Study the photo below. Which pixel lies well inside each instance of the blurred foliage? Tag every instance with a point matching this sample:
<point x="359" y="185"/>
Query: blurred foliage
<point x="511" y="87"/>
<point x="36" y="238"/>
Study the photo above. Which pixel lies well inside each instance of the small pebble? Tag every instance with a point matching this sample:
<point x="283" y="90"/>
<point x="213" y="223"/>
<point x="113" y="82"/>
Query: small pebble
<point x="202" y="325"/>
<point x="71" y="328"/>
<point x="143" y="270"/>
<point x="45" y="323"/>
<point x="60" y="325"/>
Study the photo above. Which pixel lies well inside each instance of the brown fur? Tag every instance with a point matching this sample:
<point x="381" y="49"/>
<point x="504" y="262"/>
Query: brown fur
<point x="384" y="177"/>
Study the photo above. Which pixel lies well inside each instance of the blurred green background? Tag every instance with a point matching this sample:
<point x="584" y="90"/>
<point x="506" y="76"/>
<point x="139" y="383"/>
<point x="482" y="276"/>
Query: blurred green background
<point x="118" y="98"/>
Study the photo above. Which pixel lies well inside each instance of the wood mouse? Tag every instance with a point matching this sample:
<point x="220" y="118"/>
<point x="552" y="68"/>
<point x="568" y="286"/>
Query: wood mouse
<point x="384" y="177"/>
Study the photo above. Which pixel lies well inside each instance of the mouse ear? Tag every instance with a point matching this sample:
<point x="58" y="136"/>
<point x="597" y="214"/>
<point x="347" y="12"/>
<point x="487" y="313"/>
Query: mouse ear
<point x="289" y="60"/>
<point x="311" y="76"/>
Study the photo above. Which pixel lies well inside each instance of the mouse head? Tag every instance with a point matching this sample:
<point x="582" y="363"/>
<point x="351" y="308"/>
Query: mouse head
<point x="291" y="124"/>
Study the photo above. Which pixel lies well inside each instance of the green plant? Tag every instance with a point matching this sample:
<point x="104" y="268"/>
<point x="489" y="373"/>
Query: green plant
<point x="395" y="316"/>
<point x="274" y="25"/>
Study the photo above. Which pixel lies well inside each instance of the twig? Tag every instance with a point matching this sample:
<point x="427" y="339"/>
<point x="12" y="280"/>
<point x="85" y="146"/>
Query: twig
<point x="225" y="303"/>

INSTRUCTIONS TO FOLLOW: What needs duplicating is the run of lines from the one containing "the mouse head?" through the last line of the entries above, exact and complete.

THE REPLY:
Study the photo above. Which pixel lies well inside each instance of the mouse head? Tag every instance with a point matching this sample:
<point x="582" y="363"/>
<point x="351" y="308"/>
Query: mouse head
<point x="291" y="124"/>
Study the photo above. Which pixel lies well inside each instance of the green plant? Tag every instance with a point matching this sample:
<point x="104" y="268"/>
<point x="489" y="373"/>
Query: green plant
<point x="395" y="316"/>
<point x="274" y="25"/>
Study the photo above. Which pixel lies well inside each instance of the twig? Tag every instance with a point matching this sample:
<point x="427" y="339"/>
<point x="12" y="280"/>
<point x="85" y="146"/>
Query: twig
<point x="225" y="303"/>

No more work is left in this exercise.